◆ **What you will do**
Rename "goal net" to "soccer net" in everything from the line containing "Locate the grass" down to the line containing "pixel 560 137", and give those lines again with nothing else changed.

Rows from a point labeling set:
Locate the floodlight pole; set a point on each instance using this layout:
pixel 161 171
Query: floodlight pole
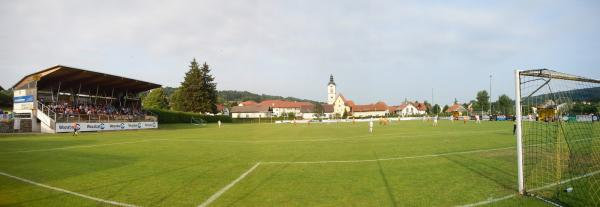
pixel 490 101
pixel 519 132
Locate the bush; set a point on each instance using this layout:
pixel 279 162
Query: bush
pixel 167 117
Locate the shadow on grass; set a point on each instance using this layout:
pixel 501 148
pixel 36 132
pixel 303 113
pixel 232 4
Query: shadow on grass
pixel 385 181
pixel 30 144
pixel 64 165
pixel 263 182
pixel 486 170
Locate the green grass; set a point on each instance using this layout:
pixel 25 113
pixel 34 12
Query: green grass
pixel 183 165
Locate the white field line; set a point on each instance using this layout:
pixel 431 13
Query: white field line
pixel 386 159
pixel 489 201
pixel 350 138
pixel 82 146
pixel 67 192
pixel 532 190
pixel 227 187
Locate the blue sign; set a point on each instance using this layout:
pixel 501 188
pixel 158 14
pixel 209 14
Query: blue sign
pixel 23 99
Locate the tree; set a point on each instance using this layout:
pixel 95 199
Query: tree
pixel 209 90
pixel 427 107
pixel 155 99
pixel 483 101
pixel 175 102
pixel 505 104
pixel 318 110
pixel 435 109
pixel 191 96
pixel 198 90
pixel 6 98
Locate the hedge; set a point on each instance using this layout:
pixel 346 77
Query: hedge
pixel 166 116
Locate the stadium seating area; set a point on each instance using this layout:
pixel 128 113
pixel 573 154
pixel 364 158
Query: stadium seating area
pixel 67 112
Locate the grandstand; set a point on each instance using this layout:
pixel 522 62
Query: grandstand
pixel 51 100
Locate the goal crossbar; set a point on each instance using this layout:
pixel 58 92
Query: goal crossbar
pixel 547 73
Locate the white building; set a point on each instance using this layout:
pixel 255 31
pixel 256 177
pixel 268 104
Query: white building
pixel 253 111
pixel 378 109
pixel 331 91
pixel 407 109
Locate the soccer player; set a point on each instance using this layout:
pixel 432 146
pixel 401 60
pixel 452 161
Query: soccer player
pixel 75 129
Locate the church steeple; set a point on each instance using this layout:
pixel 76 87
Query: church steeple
pixel 331 91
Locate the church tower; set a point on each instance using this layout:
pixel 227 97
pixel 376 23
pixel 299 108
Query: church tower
pixel 331 91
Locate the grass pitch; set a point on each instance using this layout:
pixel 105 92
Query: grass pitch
pixel 407 163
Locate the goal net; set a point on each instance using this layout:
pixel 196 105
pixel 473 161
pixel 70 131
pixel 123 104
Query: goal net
pixel 197 121
pixel 560 137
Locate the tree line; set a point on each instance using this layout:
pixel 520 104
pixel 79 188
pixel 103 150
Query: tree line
pixel 197 93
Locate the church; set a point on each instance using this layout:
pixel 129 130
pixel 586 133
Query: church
pixel 339 103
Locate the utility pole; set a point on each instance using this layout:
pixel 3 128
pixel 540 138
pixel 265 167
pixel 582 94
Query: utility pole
pixel 490 101
pixel 432 103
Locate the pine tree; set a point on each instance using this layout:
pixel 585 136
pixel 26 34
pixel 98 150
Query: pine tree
pixel 192 98
pixel 209 90
pixel 175 102
pixel 155 99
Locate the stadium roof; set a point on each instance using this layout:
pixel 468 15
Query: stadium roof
pixel 71 78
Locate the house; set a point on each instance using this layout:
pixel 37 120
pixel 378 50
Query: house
pixel 308 112
pixel 282 107
pixel 456 109
pixel 222 110
pixel 421 108
pixel 247 103
pixel 407 109
pixel 341 105
pixel 378 109
pixel 328 111
pixel 252 111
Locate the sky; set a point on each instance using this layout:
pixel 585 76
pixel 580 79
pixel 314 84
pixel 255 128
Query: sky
pixel 377 50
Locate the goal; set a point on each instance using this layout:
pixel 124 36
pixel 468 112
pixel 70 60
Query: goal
pixel 197 121
pixel 558 137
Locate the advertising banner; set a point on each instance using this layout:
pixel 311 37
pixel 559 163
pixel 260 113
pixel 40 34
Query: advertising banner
pixel 113 126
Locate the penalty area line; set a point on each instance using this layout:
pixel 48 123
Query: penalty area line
pixel 67 191
pixel 227 187
pixel 387 159
pixel 82 146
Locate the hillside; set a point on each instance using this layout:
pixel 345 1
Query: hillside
pixel 226 96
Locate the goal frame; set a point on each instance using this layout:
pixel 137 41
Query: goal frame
pixel 542 74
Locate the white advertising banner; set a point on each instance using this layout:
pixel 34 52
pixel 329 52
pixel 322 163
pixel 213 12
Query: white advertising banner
pixel 113 126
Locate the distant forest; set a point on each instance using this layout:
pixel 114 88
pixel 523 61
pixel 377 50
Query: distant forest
pixel 232 96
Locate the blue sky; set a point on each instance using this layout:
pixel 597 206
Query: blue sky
pixel 377 50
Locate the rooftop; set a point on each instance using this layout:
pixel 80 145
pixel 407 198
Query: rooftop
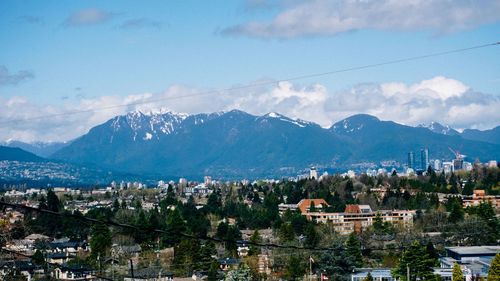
pixel 475 250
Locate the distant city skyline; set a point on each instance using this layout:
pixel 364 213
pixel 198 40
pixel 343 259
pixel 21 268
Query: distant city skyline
pixel 61 57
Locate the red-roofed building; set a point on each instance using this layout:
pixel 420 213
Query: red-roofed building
pixel 305 204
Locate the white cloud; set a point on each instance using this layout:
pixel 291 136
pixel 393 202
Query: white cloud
pixel 7 78
pixel 91 16
pixel 440 99
pixel 326 17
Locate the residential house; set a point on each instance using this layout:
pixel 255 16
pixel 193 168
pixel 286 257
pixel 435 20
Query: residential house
pixel 149 274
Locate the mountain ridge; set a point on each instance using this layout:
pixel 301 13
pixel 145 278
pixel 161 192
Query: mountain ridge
pixel 237 143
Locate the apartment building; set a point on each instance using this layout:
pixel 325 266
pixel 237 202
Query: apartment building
pixel 356 218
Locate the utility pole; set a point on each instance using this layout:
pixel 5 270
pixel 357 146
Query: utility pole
pixel 310 268
pixel 407 272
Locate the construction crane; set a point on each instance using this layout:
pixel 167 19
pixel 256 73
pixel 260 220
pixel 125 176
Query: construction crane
pixel 457 154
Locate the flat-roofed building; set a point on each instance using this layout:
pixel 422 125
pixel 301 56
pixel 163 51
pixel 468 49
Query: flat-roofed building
pixel 479 196
pixel 357 218
pixel 475 261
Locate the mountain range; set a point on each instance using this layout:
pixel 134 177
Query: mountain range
pixel 236 144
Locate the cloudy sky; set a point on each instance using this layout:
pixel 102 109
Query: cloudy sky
pixel 97 59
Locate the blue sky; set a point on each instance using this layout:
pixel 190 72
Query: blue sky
pixel 73 55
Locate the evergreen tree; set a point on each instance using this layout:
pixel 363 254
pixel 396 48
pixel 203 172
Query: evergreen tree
pixel 419 262
pixel 312 237
pixel 100 240
pixel 186 257
pixel 353 250
pixel 456 213
pixel 213 272
pixel 295 268
pixel 494 272
pixel 242 273
pixel 255 238
pixel 457 274
pixel 175 226
pixel 368 277
pixel 286 233
pixel 38 258
pixel 116 205
pixel 53 203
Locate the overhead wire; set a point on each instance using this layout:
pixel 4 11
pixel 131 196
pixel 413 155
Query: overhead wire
pixel 185 235
pixel 19 253
pixel 258 84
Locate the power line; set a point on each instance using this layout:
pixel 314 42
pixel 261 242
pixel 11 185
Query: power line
pixel 259 84
pixel 49 263
pixel 185 235
pixel 190 236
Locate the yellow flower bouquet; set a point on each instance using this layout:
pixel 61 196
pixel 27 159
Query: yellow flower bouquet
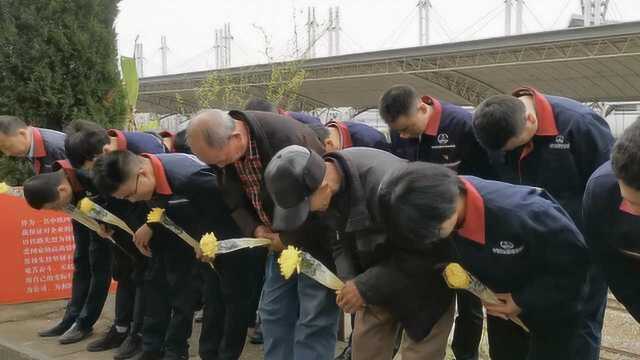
pixel 458 278
pixel 11 190
pixel 158 215
pixel 97 212
pixel 210 245
pixel 292 260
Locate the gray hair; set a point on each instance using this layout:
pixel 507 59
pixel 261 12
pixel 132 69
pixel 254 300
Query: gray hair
pixel 216 127
pixel 9 125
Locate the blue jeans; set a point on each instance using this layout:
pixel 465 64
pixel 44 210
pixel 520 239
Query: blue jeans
pixel 299 317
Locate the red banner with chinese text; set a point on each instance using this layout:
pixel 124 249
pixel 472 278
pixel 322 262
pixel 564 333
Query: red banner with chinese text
pixel 36 253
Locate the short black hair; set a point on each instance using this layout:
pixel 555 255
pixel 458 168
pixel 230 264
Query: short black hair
pixel 258 104
pixel 320 130
pixel 418 198
pixel 497 120
pixel 42 189
pixel 180 142
pixel 113 169
pixel 625 156
pixel 84 141
pixel 397 101
pixel 9 124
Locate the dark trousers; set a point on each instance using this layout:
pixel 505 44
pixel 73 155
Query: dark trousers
pixel 587 342
pixel 91 277
pixel 170 299
pixel 468 327
pixel 128 266
pixel 257 263
pixel 129 273
pixel 227 308
pixel 546 341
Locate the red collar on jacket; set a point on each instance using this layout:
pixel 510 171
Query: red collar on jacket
pixel 38 143
pixel 121 140
pixel 70 173
pixel 544 112
pixel 343 130
pixel 625 206
pixel 171 135
pixel 434 120
pixel 473 227
pixel 162 184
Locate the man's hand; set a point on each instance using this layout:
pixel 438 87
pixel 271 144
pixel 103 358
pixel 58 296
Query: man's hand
pixel 142 238
pixel 263 232
pixel 276 243
pixel 506 310
pixel 349 298
pixel 202 257
pixel 104 232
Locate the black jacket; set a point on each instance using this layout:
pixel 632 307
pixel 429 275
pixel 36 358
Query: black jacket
pixel 187 189
pixel 389 272
pixel 517 239
pixel 610 229
pixel 449 140
pixel 47 147
pixel 571 143
pixel 273 132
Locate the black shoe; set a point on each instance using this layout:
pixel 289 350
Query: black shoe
pixel 198 317
pixel 111 340
pixel 74 334
pixel 57 330
pixel 151 355
pixel 172 356
pixel 256 337
pixel 345 354
pixel 130 348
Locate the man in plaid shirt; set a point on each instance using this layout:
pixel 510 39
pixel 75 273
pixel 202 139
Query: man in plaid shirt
pixel 299 316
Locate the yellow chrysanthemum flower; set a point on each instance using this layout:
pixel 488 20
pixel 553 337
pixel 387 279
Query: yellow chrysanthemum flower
pixel 209 244
pixel 456 276
pixel 86 205
pixel 289 261
pixel 155 215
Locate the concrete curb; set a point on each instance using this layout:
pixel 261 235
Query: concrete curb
pixel 10 351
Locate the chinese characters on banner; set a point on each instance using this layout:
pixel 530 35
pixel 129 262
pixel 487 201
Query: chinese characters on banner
pixel 36 255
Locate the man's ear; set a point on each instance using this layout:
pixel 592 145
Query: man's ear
pixel 328 144
pixel 531 119
pixel 422 107
pixel 64 191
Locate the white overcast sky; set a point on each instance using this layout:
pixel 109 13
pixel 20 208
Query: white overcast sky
pixel 366 25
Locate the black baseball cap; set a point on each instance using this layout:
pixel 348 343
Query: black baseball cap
pixel 292 175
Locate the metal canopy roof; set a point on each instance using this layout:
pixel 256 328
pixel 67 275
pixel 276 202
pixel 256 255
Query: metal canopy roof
pixel 600 63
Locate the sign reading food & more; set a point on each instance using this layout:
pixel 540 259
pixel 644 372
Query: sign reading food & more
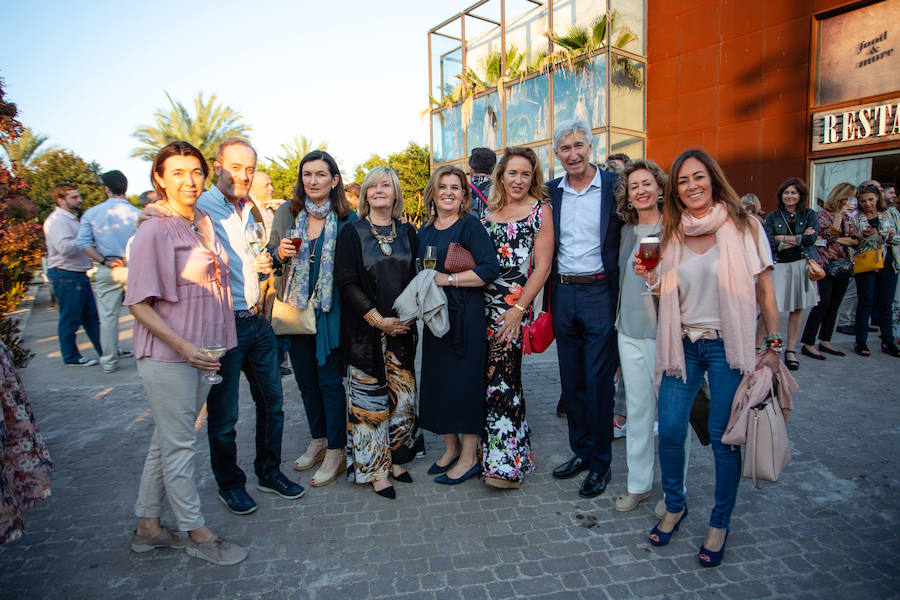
pixel 856 125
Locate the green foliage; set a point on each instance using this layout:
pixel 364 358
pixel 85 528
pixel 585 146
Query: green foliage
pixel 283 168
pixel 57 166
pixel 26 149
pixel 205 129
pixel 413 170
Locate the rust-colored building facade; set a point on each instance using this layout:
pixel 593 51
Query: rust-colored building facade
pixel 743 80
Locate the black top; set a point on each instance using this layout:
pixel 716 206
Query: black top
pixel 367 279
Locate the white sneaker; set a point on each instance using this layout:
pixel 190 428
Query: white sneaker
pixel 83 362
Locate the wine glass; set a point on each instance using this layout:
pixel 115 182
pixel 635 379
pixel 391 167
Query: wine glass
pixel 256 237
pixel 430 260
pixel 212 344
pixel 648 252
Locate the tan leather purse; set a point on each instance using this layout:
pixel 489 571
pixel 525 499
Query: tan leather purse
pixel 287 320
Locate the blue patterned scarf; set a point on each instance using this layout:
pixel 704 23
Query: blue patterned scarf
pixel 298 278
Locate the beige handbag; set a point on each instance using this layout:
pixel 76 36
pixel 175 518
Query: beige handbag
pixel 287 320
pixel 767 451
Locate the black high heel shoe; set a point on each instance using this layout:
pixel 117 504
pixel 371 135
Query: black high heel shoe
pixel 446 480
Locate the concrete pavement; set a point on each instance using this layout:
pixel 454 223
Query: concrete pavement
pixel 827 530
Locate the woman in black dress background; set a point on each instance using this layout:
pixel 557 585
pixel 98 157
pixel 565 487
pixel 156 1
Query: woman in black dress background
pixel 453 367
pixel 375 259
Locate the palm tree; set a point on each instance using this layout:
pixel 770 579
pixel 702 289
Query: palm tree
pixel 25 150
pixel 205 130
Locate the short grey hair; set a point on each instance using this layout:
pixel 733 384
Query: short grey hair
pixel 569 127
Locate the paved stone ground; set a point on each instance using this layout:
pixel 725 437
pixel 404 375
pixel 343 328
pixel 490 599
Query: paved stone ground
pixel 829 529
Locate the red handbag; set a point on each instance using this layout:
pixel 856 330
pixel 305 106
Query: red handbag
pixel 538 335
pixel 458 259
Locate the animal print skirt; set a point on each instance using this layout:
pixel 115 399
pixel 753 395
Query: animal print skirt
pixel 382 423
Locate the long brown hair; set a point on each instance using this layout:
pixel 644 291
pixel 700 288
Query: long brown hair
pixel 431 192
pixel 498 199
pixel 338 199
pixel 722 191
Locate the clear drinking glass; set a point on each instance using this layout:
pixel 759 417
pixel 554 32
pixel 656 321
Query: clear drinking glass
pixel 213 345
pixel 430 260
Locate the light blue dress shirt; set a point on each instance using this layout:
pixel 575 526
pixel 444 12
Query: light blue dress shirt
pixel 230 226
pixel 108 226
pixel 580 233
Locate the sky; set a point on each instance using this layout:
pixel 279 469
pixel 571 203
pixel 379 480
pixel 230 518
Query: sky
pixel 353 73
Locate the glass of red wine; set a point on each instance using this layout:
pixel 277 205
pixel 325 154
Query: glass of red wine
pixel 648 252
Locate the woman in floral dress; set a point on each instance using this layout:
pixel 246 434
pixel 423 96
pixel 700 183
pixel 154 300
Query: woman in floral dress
pixel 521 227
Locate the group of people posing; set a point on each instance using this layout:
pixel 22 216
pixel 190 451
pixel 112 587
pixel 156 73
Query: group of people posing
pixel 200 289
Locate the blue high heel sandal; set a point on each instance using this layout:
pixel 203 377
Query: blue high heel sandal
pixel 708 558
pixel 446 480
pixel 662 538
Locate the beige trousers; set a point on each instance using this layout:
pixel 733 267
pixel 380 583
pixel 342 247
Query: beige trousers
pixel 109 285
pixel 176 392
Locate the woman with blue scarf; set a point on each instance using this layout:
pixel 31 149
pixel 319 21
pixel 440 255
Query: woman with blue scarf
pixel 319 211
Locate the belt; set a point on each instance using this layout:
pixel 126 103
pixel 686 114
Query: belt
pixel 582 278
pixel 245 314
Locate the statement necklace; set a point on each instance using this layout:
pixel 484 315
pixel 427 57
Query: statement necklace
pixel 385 241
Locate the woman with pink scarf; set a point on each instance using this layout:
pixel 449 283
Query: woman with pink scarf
pixel 715 269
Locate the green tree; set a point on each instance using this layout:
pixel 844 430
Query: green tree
pixel 205 129
pixel 283 168
pixel 62 165
pixel 26 149
pixel 412 167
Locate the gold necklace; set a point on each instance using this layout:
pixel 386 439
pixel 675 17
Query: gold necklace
pixel 385 241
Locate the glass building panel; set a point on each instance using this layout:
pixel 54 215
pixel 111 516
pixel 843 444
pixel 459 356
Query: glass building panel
pixel 626 144
pixel 627 84
pixel 527 118
pixel 581 93
pixel 598 155
pixel 447 127
pixel 484 123
pixel 629 25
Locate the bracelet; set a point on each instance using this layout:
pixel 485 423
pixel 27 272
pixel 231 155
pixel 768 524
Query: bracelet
pixel 774 342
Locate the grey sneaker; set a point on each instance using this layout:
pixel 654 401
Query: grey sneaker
pixel 217 551
pixel 164 539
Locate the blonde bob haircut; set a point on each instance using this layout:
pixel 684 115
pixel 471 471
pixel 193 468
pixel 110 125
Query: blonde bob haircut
pixel 432 188
pixel 624 209
pixel 838 196
pixel 371 178
pixel 497 200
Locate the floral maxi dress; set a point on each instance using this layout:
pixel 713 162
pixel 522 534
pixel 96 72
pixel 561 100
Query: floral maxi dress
pixel 505 445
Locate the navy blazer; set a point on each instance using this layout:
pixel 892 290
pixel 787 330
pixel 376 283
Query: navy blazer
pixel 610 225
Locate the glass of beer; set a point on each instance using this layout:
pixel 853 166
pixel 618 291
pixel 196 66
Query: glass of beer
pixel 430 260
pixel 648 252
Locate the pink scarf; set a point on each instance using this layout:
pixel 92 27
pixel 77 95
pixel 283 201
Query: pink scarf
pixel 738 264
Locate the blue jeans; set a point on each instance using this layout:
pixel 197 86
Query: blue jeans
pixel 674 407
pixel 875 290
pixel 322 390
pixel 583 316
pixel 77 308
pixel 257 356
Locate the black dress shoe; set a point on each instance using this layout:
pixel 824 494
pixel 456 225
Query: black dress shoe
pixel 594 484
pixel 570 469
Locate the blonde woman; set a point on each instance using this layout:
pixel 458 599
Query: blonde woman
pixel 520 225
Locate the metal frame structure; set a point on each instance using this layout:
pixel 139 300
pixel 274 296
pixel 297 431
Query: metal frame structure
pixel 606 129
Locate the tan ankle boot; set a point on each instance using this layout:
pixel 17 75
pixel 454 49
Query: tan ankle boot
pixel 335 463
pixel 314 454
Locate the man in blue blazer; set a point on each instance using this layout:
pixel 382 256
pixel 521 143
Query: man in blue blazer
pixel 583 297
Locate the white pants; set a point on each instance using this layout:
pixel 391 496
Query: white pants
pixel 637 357
pixel 176 392
pixel 109 284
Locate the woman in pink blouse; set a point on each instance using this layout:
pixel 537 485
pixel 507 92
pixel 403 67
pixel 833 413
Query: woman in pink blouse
pixel 177 285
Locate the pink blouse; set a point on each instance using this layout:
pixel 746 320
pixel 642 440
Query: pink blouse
pixel 187 284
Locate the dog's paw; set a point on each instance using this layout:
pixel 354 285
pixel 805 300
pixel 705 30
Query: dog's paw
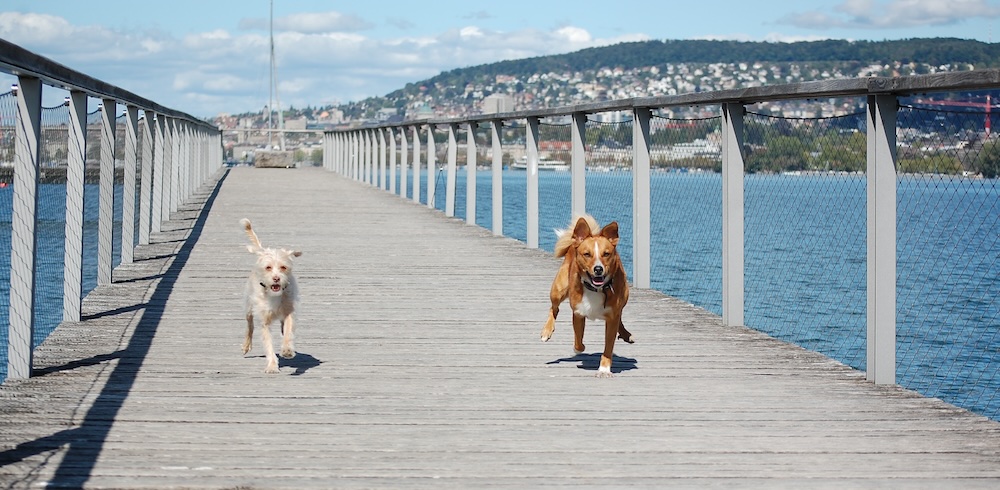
pixel 272 365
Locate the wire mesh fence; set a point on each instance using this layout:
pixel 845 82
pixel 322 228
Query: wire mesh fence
pixel 608 143
pixel 686 207
pixel 948 222
pixel 8 116
pixel 805 232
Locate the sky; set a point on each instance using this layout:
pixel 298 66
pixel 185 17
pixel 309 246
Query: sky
pixel 208 57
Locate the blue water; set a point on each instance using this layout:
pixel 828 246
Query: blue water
pixel 805 253
pixel 50 252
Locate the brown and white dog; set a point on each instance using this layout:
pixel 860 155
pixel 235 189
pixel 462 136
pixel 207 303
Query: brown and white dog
pixel 270 293
pixel 593 278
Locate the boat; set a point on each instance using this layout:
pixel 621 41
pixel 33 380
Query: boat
pixel 544 164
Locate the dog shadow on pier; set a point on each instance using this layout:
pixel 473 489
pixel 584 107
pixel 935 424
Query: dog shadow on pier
pixel 592 361
pixel 83 444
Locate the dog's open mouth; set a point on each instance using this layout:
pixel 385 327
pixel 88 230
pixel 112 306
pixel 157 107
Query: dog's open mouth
pixel 597 281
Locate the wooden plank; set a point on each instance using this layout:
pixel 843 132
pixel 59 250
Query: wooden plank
pixel 419 366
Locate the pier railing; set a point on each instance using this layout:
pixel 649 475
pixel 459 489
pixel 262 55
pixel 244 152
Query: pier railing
pixel 80 188
pixel 855 217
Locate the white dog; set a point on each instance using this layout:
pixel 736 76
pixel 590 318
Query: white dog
pixel 271 294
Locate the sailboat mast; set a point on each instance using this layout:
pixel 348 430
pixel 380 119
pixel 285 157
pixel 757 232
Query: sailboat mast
pixel 270 84
pixel 274 89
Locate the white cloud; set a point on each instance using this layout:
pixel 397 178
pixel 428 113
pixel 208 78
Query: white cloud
pixel 892 14
pixel 321 57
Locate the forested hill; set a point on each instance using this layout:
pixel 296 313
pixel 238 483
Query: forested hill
pixel 933 52
pixel 652 68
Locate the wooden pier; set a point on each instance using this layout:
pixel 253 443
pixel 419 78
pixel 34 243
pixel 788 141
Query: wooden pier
pixel 420 366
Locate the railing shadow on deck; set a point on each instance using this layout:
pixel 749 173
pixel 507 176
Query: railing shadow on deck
pixel 86 441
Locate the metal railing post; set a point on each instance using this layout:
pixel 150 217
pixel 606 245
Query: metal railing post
pixel 27 136
pixel 146 176
pixel 531 141
pixel 416 163
pixel 431 167
pixel 76 159
pixel 470 173
pixel 640 198
pixel 496 126
pixel 732 214
pixel 106 206
pixel 451 180
pixel 578 164
pixel 169 168
pixel 881 197
pixel 404 150
pixel 131 160
pixel 382 171
pixel 391 138
pixel 156 199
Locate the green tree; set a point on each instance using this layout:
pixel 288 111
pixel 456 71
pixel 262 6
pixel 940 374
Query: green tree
pixel 987 162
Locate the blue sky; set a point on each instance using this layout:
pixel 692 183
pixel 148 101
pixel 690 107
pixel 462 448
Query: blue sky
pixel 207 57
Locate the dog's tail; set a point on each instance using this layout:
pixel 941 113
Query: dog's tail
pixel 565 237
pixel 253 236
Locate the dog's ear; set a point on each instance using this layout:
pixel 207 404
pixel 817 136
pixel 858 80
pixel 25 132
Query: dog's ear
pixel 582 230
pixel 610 231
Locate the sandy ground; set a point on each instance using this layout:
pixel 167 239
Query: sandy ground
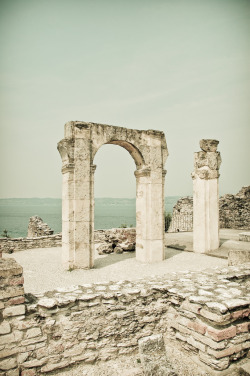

◆ **Finished answer**
Locate the grass pitch; set a point on each instance using this layout:
pixel 105 92
Query: grass pitch
pixel 407 163
Locate the soccer net; set a point on each instance using this layout:
pixel 196 105
pixel 473 161
pixel 70 131
pixel 123 104
Query: soccer net
pixel 197 121
pixel 560 137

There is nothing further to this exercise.